# [Exercise details]
Copy out each line of the data below word for word, leaving out the pictures.

# [Material for this task]
----------------------------------------
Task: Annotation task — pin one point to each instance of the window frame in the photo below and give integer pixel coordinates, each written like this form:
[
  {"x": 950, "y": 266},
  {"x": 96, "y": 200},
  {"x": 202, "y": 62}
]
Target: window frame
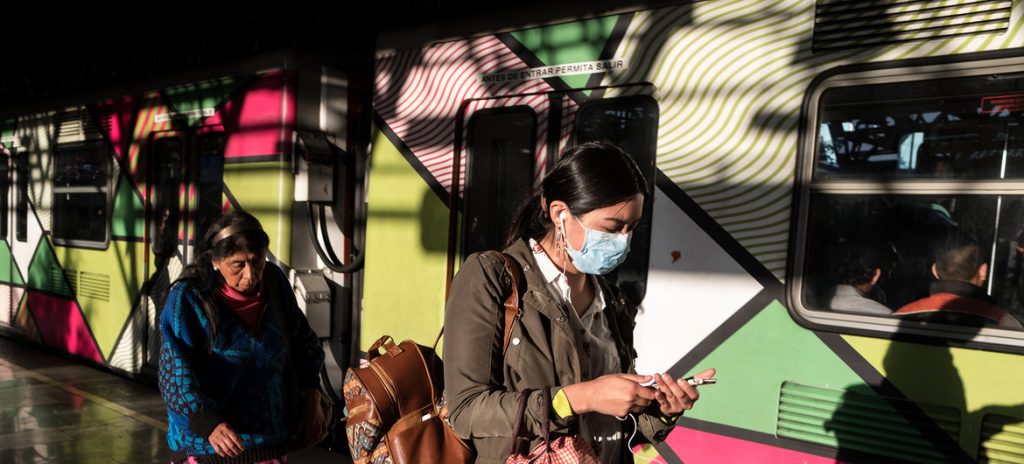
[
  {"x": 470, "y": 131},
  {"x": 650, "y": 144},
  {"x": 884, "y": 73},
  {"x": 107, "y": 188}
]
----------------------------------------
# [Task solution]
Task: Annotation task — pin one point to each instance of the window frame in the photo below and give integer pixel coordinates, each written like this form:
[
  {"x": 950, "y": 266},
  {"x": 96, "y": 200},
  {"x": 202, "y": 62}
]
Target: window frame
[
  {"x": 470, "y": 131},
  {"x": 650, "y": 144},
  {"x": 884, "y": 73},
  {"x": 107, "y": 188}
]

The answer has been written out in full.